[Data for this exercise — start]

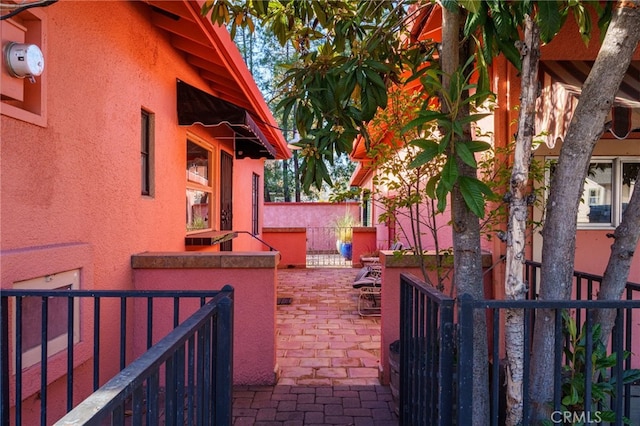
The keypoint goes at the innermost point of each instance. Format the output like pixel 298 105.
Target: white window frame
pixel 206 184
pixel 61 280
pixel 616 189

[Data for this exercise — finish]

_About this task:_ What is needed is every entry above, repeated exactly, with the pictures dropped.

_Finished task:_
The keypoint goes at the innermost point of each instance. Format the output like pixel 298 105.
Target: white window frame
pixel 206 184
pixel 61 280
pixel 616 189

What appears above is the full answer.